▶ _Action item_
Output nothing but the lines from the line with "277, row 413." through the end of the listing below, both ends included.

▶ _Dataset extract_

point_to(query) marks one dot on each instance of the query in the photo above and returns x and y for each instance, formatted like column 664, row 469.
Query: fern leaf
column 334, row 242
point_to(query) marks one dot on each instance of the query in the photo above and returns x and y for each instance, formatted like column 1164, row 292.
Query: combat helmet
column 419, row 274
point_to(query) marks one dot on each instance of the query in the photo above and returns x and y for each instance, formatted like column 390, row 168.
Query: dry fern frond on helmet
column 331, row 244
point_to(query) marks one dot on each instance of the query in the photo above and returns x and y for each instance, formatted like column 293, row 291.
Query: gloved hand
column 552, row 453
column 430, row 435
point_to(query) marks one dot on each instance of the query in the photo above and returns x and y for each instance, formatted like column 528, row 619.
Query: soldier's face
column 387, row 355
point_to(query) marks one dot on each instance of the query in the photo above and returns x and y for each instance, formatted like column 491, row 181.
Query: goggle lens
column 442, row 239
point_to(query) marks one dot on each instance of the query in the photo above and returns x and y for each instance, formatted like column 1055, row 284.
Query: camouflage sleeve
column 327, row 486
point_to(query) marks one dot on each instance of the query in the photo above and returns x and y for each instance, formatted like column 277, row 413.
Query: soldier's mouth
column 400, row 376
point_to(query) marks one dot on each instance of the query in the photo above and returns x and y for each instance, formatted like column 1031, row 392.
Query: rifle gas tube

▶ _Exercise response_
point_to(query) marks one dot on each instance of the query in the photo above and returns x and y for each instance, formatted like column 277, row 413.
Query: soldier's mouth
column 400, row 376
point_to(query) marks one dot on each instance of the query in the photo above and returns x and y for each instance, formatted like column 1031, row 392.
Query: rifle gas tube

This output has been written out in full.